[Region labeling material]

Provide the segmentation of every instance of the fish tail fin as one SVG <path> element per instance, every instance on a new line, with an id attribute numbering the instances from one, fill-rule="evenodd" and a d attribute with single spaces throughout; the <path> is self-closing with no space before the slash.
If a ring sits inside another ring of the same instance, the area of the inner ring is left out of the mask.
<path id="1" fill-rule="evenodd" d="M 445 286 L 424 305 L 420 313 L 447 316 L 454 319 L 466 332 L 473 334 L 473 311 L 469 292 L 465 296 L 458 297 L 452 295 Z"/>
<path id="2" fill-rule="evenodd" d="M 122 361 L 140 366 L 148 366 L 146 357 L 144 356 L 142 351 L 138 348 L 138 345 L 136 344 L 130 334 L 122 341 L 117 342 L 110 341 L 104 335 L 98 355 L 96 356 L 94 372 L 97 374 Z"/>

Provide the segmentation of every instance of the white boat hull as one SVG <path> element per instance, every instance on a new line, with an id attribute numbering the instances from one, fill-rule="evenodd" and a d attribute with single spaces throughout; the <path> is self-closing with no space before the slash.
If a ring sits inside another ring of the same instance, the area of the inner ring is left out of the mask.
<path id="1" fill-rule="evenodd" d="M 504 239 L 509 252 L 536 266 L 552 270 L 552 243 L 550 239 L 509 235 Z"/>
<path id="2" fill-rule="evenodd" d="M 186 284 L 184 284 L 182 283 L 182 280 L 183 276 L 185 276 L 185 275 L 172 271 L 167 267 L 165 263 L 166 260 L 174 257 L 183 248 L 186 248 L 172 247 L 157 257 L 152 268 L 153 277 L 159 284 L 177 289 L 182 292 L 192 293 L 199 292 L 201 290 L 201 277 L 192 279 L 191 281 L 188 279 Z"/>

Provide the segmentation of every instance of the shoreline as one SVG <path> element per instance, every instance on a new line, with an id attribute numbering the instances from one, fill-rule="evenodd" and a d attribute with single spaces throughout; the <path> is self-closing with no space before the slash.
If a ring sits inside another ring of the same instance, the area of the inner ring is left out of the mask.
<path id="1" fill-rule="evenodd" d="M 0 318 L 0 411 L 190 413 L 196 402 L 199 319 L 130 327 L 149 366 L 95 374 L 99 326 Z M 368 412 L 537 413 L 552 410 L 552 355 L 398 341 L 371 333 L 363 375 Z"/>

YOUR OBJECTIVE:
Please rewrite the material from the line containing "Provide the segmentation of every instance of the white" to the line containing "504 239 L 509", including both, as a JSON list of strings with one string per line and blank lines omitted.

SOLUTION BELOW:
[
  "Provide the segmentation of every instance of the white boat hull as one SVG <path> element per instance, every instance on a new line, with an id attribute numbering the instances from one, fill-rule=\"evenodd\" and a d attribute with single spaces throughout; the <path> is self-closing with no space before the slash.",
  "If a ring sits inside another ring of the same instance, the area of the inner ring is left out of the mask.",
  "<path id=\"1\" fill-rule=\"evenodd\" d=\"M 504 239 L 509 252 L 536 266 L 552 270 L 552 243 L 550 239 L 509 235 Z\"/>"
]